- **Instruction**:
Copy out the data exactly, leaving the pictures behind.

- **Raw data**:
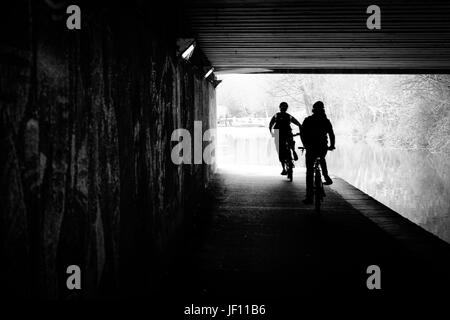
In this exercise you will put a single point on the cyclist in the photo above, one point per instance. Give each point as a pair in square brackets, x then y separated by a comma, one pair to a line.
[282, 122]
[315, 130]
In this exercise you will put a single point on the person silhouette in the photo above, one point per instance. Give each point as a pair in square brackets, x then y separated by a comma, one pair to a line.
[314, 136]
[282, 122]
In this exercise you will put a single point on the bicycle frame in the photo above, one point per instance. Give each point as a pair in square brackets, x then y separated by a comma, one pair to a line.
[319, 192]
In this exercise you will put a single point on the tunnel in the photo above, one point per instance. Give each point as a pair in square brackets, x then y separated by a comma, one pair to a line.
[88, 117]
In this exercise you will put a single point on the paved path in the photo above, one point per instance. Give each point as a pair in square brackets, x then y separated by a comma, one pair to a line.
[259, 242]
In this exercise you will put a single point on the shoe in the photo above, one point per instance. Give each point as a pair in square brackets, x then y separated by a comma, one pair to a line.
[328, 181]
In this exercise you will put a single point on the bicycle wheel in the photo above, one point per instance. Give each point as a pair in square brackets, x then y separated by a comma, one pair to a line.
[290, 172]
[317, 191]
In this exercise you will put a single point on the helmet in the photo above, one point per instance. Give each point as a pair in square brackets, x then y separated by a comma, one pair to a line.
[318, 106]
[283, 106]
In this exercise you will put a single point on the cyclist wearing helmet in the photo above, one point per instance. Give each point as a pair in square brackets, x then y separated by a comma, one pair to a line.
[314, 135]
[282, 122]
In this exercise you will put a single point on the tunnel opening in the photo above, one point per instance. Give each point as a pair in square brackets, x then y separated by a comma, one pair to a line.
[392, 134]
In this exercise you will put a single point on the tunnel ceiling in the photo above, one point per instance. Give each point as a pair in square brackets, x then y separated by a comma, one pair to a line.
[321, 36]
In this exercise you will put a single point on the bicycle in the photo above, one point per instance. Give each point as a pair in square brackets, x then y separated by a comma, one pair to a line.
[319, 191]
[289, 162]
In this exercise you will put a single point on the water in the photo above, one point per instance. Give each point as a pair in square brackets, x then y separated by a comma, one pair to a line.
[414, 183]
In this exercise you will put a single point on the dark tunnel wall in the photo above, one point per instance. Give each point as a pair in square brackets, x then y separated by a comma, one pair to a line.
[86, 176]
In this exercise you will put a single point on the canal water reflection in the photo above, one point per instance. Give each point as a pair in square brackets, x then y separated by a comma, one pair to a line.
[414, 183]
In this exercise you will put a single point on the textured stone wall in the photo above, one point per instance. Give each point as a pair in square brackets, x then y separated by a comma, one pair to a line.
[85, 124]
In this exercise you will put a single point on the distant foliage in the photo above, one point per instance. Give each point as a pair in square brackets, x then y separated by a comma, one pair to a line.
[404, 111]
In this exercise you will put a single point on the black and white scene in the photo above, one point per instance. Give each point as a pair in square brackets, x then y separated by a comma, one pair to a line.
[241, 159]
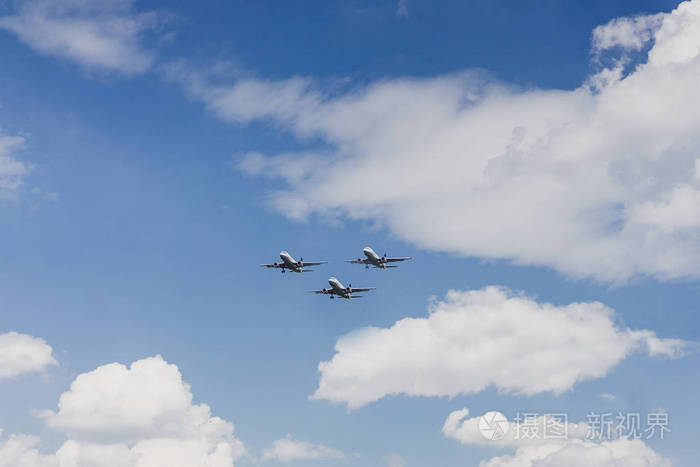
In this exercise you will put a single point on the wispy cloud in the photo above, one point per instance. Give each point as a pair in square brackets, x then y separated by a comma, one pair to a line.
[601, 181]
[103, 36]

- **Exercise answer**:
In this exercise you will put a single point on the cyclist in the photo above, one point per instance. Give each point as a pair in square brackets, x then y separated by a comma, one pair to a line.
[282, 122]
[315, 130]
In this exercise you will put a single point on the person silhouette in the photo above, one point per instance. Give each point as a pair in square brackets, x then y separated by a comma, one pair to a line.
[314, 136]
[282, 122]
In this exercise you will put a single point on the bicycle frame in the photo above, one point per instance. Give each point as a pair in square brackets, x then y separated by a comma, one pair to a line.
[319, 192]
In this exercise you will put a single point on the tunnel in the photo above, one point per instance. Give each point as a pair in square brackets, x then y separated by a comma, one pair to a line.
[88, 117]
In this exercise you will put a single point on the paved path in the photo above, one point per instance. Give each point as a pair in square brackets, x then y separated by a comma, one pair to a line.
[259, 242]
In this exercise you will put a single point on the shoe in the photo above, one point per instance. Give each point as a pair in square brackets, x then y separated by a comma, one pair to a line.
[328, 181]
In this exercise you will put a single point on the bicycle wheel in the photo above, one point per instance. Give each point as a pair in square brackets, x then y separated by a comma, one pair to a line.
[290, 172]
[317, 191]
In this exercise you will put a single point on the helmet in the photo above, one point per instance. Give each point as a pair in square brackets, x then y separated by a comma, one pair to a line.
[318, 106]
[283, 106]
In this exercise you will put a single point on the cyclist wearing helmet in the photo above, one point per instance. Give each point as a pair in square brackets, x then y separated by a comma, one pair to a line.
[314, 135]
[282, 122]
In this exercise you will put a single point on the tunnel opening in the photo above, one point per instance. Give each point as a pair in square brackets, x then y separated by a comma, one pair to a line.
[392, 134]
In this exercise you will put a single point on the tunnel ceiling in the photo above, one point per instance. Give each point as a pair in square brackets, x then y separated by a comma, one pair to a line.
[321, 36]
In this exercise you will put a single point on the bicycle in the photo above, one point per instance. Give each point as a pair in square brackets, x then y separated by a comma, one pair to a line.
[319, 191]
[289, 162]
In this exercise you will put a single point on the water in the photo above, one point per instance. Give each point as a pair in square brackets, x then y separated by a comma, one pair to a line.
[414, 183]
In this exercise you will put a single point on the dark tunnel wall in the photo above, one point per instance. Give each point as a pair in square brackets, x then y separated by a comma, one pair to a line.
[86, 176]
In this exercise you will put a single point on the canal water reflection in the photo above, one point per instance. Give each point as a pair in square brackets, x then y separated by a comma, one pair to a line.
[414, 183]
In this exercise you will put a single point on the textured stone wall in the photo above, one point per instance. Give each point as a pair in square brackets, x then y separated by a comma, one pair to a line.
[85, 124]
In this exercise you will put a single point on the distant foliage in the photo above, one point per instance. Give each point as a pair in square brackets, x then y separated by a comma, one pair to a line.
[404, 111]
In this exercise you will put a single point on the black and white scene in the photo above, one point per instance. Give each point as a pair in square brackets, x then y separated by a comma, one pair to a line.
[241, 159]
In this exercise you will put a single point on the wispy cloud in the photo above, one point per instance. Give each point as a pair in square brackets, x then y separated by a comma, one pair to a line.
[601, 181]
[103, 36]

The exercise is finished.